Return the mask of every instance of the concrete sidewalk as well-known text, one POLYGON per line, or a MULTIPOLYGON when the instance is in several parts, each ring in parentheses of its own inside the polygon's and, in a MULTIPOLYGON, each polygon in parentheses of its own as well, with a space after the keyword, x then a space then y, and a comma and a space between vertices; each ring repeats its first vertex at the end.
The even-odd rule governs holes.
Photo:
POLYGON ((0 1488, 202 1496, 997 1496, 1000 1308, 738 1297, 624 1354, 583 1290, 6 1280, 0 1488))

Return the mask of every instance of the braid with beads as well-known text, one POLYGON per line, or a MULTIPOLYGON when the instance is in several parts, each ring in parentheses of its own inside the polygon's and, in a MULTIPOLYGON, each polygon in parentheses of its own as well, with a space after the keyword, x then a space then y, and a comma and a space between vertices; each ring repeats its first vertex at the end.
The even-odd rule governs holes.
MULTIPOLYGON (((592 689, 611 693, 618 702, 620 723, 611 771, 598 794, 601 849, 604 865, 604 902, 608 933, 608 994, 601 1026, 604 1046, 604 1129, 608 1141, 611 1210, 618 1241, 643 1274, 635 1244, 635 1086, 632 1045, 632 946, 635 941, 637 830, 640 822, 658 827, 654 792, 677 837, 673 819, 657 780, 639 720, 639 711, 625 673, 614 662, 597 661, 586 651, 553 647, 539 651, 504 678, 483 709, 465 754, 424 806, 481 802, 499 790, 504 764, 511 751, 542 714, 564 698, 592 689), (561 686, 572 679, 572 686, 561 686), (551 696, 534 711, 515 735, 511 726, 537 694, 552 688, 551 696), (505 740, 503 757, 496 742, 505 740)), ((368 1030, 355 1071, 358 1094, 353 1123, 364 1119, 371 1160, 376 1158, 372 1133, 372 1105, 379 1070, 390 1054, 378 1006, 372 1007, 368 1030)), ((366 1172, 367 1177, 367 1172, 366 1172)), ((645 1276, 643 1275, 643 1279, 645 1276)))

◆ ◆ ◆

WORK TASK.
Throughout the data above, copy all lines where the word "with" is found.

ANSWER AREA.
Return the mask of every instance of the concrete sidewalk as well-known text, one POLYGON per line, or a MULTIPOLYGON when the instance is in several parts, each ring in parentheses of its own inside the polygon's and, in a MULTIPOLYGON, each polygon in parentheses of its own as well, with a space after the keyword, x then a space then y, and a comma and a space between vertices; each ring repeats its first vertex at the end.
Return the mask of every instance of the braid with beads as well-known text, one POLYGON per line, or a MULTIPOLYGON when the instance is in several parts, each ring in parentheses of its own inside the polygon's and, in a MULTIPOLYGON, each polygon in parentheses of its own as well, with a space after the keyword, x then a space then y, and a comma and a space between vertices; each ring repeats its first vertex at the end.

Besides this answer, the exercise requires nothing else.